Take the line with "Objective — one point per instance of the dark" and every line after it, through the end of the listing, and give them again exactly, pictures excluded.

Entries from a pointing dataset:
════

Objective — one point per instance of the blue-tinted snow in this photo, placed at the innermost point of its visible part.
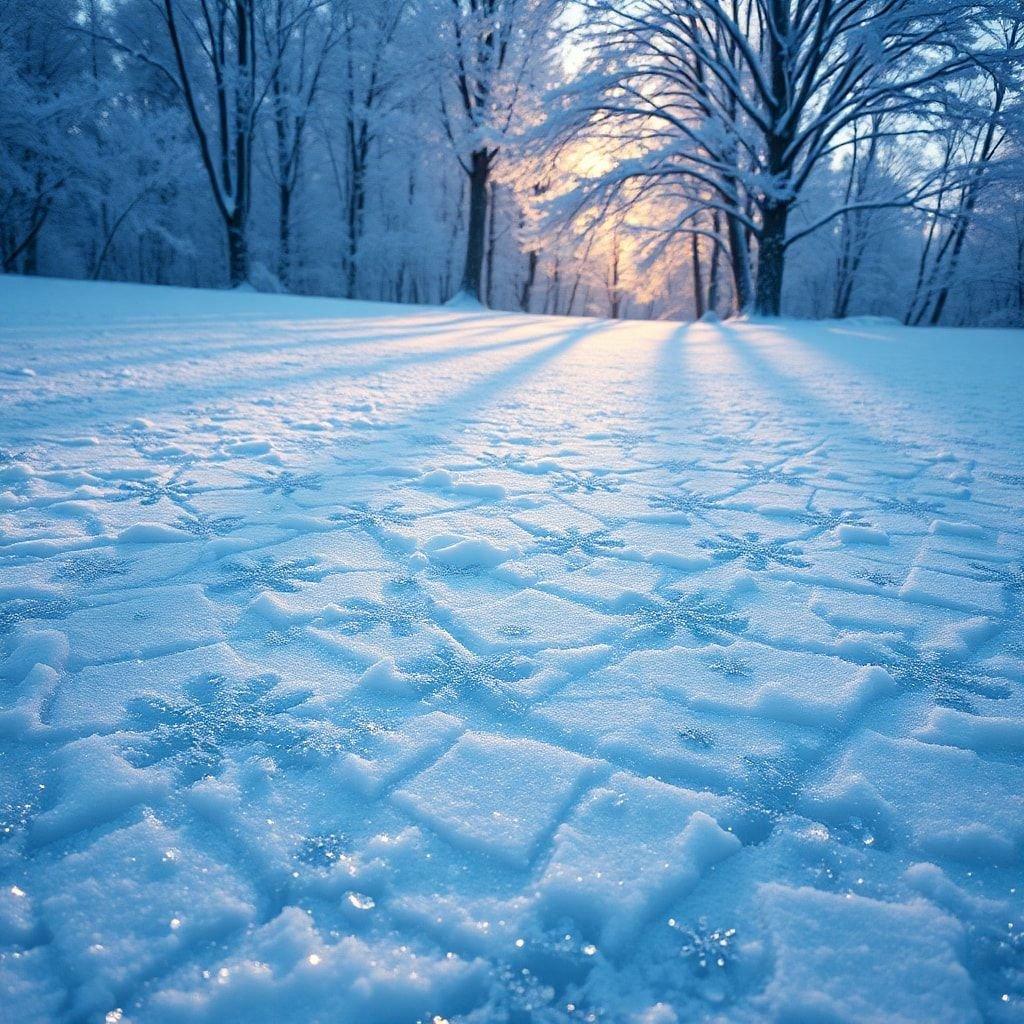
(380, 665)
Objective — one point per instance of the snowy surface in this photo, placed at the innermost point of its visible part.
(381, 665)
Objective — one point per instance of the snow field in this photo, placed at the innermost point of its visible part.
(376, 664)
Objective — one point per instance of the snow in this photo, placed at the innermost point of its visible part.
(365, 663)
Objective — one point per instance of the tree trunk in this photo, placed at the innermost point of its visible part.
(698, 309)
(740, 262)
(713, 273)
(771, 260)
(527, 285)
(475, 236)
(285, 237)
(493, 201)
(238, 251)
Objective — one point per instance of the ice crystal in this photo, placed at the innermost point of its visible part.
(152, 492)
(286, 481)
(706, 617)
(195, 730)
(574, 542)
(265, 573)
(756, 552)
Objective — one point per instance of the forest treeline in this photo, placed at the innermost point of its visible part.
(623, 158)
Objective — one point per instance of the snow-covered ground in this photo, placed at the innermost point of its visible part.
(374, 664)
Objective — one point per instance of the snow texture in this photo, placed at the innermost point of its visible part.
(380, 665)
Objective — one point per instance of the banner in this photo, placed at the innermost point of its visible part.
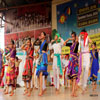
(77, 15)
(65, 50)
(95, 38)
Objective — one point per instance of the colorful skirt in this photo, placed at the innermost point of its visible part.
(10, 76)
(42, 65)
(16, 71)
(72, 72)
(94, 70)
(27, 73)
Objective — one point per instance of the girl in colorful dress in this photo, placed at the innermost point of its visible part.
(94, 65)
(17, 62)
(56, 45)
(35, 78)
(43, 61)
(1, 58)
(27, 72)
(84, 60)
(73, 61)
(10, 75)
(1, 65)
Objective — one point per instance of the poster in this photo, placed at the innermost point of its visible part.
(77, 15)
(27, 22)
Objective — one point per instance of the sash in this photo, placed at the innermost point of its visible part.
(41, 47)
(59, 63)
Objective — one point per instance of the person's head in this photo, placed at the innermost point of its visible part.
(82, 35)
(28, 42)
(73, 35)
(11, 45)
(93, 45)
(37, 55)
(67, 57)
(42, 35)
(16, 58)
(57, 37)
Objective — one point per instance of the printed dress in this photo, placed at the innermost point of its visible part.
(72, 72)
(94, 65)
(43, 60)
(27, 72)
(10, 75)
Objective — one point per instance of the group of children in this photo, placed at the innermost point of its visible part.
(76, 66)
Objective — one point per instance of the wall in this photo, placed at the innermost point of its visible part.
(54, 13)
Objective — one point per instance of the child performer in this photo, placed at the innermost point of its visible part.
(66, 81)
(84, 41)
(1, 64)
(10, 75)
(35, 78)
(17, 62)
(27, 72)
(73, 61)
(43, 61)
(57, 68)
(94, 65)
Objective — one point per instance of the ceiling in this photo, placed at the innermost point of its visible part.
(16, 3)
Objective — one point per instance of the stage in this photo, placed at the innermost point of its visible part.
(51, 95)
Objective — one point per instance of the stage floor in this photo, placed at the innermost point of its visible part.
(50, 95)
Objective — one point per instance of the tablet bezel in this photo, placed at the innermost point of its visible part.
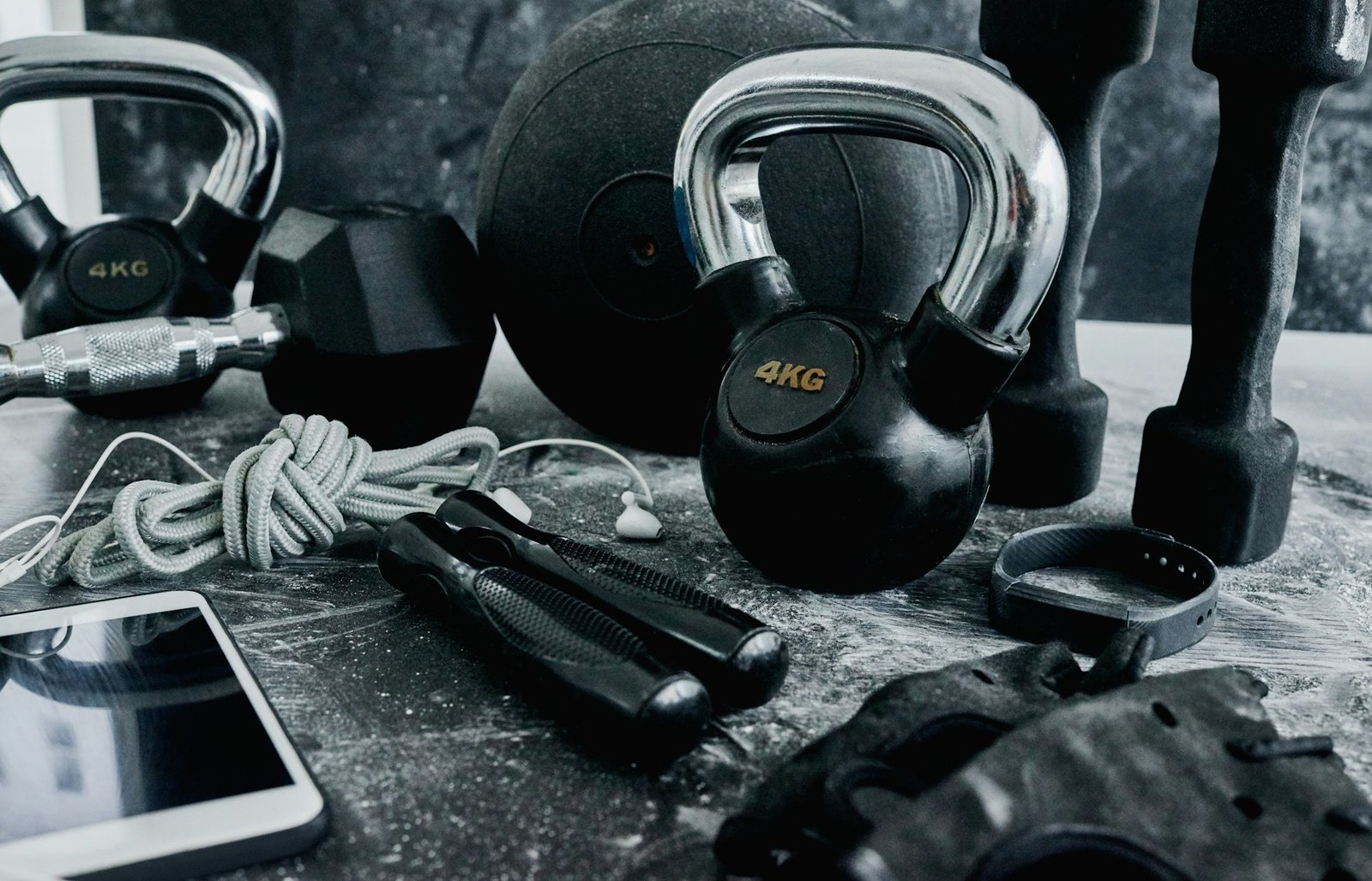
(183, 830)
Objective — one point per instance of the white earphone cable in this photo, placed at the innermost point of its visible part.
(17, 565)
(20, 564)
(590, 445)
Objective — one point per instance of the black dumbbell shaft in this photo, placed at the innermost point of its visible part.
(1216, 469)
(1049, 423)
(737, 656)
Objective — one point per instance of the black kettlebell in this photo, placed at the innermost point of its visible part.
(127, 267)
(848, 449)
(575, 212)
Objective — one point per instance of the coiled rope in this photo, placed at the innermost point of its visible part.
(292, 494)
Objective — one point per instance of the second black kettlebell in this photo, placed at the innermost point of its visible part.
(847, 449)
(127, 267)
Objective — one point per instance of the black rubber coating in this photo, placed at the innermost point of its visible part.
(1049, 425)
(390, 320)
(1043, 613)
(1218, 469)
(576, 222)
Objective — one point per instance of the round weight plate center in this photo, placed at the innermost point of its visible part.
(118, 269)
(631, 250)
(792, 377)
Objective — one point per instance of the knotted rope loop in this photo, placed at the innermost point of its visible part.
(292, 494)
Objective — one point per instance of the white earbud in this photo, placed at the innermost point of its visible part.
(514, 504)
(637, 523)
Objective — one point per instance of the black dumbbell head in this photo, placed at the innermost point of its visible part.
(390, 325)
(1303, 41)
(1088, 36)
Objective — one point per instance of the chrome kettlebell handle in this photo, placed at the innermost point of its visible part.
(1014, 167)
(99, 64)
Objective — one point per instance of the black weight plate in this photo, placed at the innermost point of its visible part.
(578, 233)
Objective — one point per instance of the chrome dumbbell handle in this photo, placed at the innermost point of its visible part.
(141, 353)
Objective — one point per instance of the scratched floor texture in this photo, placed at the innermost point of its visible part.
(436, 768)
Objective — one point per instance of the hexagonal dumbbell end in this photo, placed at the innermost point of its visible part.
(1216, 469)
(390, 329)
(1049, 423)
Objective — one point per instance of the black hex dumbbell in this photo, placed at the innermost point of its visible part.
(370, 316)
(1218, 469)
(1049, 423)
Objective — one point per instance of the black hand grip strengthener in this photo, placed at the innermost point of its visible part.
(1049, 425)
(737, 656)
(1216, 469)
(581, 649)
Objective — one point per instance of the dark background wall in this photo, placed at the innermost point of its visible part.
(394, 100)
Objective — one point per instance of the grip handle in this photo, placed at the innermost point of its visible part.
(578, 647)
(741, 661)
(139, 353)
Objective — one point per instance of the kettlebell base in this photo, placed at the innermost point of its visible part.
(1221, 489)
(1047, 442)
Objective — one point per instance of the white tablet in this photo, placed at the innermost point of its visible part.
(136, 744)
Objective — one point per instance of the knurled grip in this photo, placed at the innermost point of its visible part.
(141, 353)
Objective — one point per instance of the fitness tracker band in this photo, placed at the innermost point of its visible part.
(1040, 612)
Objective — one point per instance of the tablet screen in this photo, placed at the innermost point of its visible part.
(109, 720)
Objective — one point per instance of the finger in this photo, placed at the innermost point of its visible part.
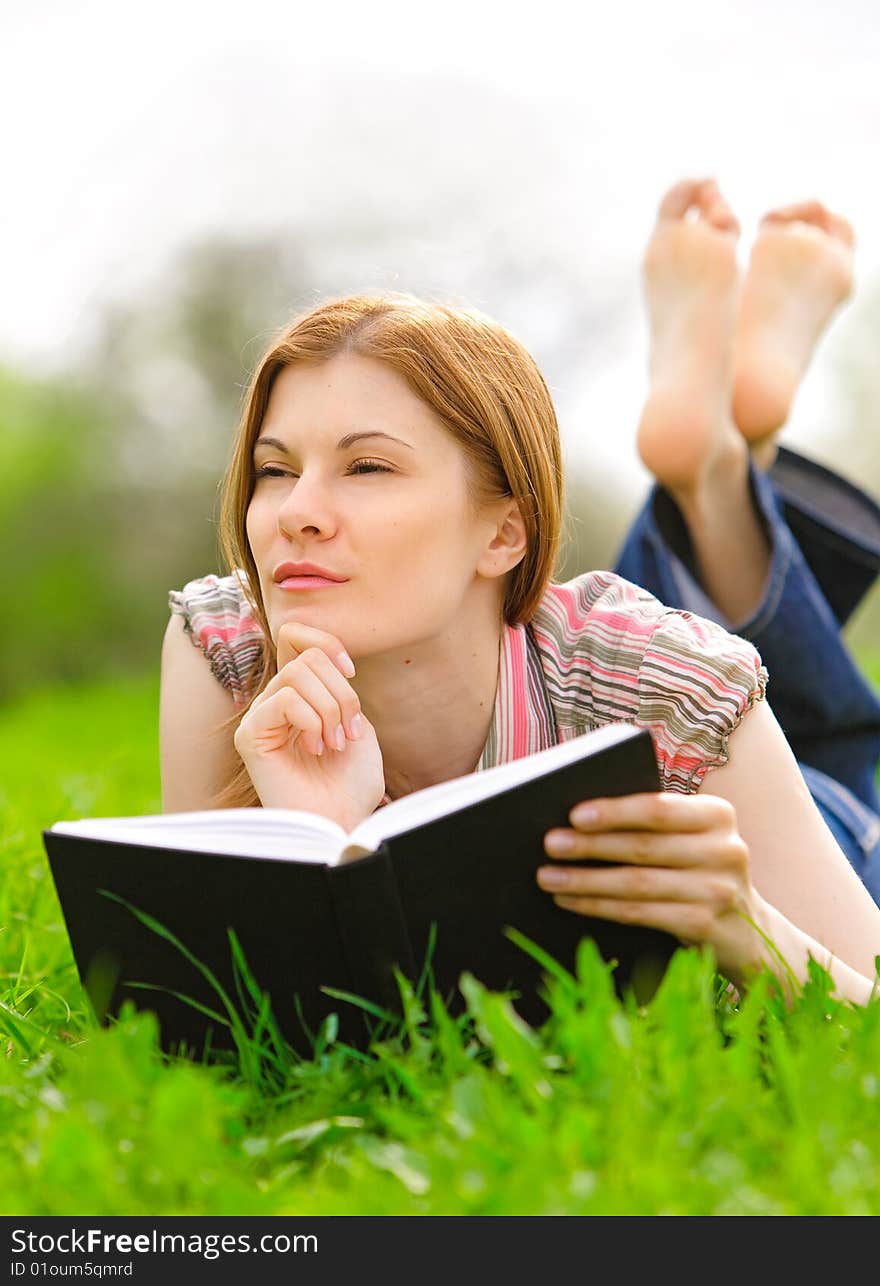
(690, 922)
(293, 638)
(270, 727)
(658, 810)
(718, 890)
(646, 848)
(317, 689)
(317, 662)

════

● **The answer**
Objective — one point per instance of the dark background wall in this photo, placed at the innermost point of its visible part.
(394, 100)
Objective — one point per instance of the grip handle in this photo, placed at the innermost point of its visible part.
(578, 647)
(741, 661)
(139, 353)
Objective — one point per instance of the kettlebell base in this photo, placed at the innermost point of its visible part.
(1221, 489)
(1047, 442)
Objective — one point per instance of the white tablet in this photo, placed at the innermost point of its visible part.
(136, 744)
Objective — one point per instance of the knurled grip in this photo, placed at the innermost point of its visible part.
(141, 353)
Objective — one point per instance of the fitness tracker band in this photo, placed at the innermost point of its visible part.
(1040, 612)
Objective — one point per instance of the tablet screen in this photo, placed at the innermost point of its visible part.
(109, 720)
Objective — one point per instance of the finger in this photo, placed at the innermost point of its visible part.
(690, 922)
(293, 638)
(270, 727)
(658, 810)
(718, 890)
(646, 848)
(317, 689)
(317, 662)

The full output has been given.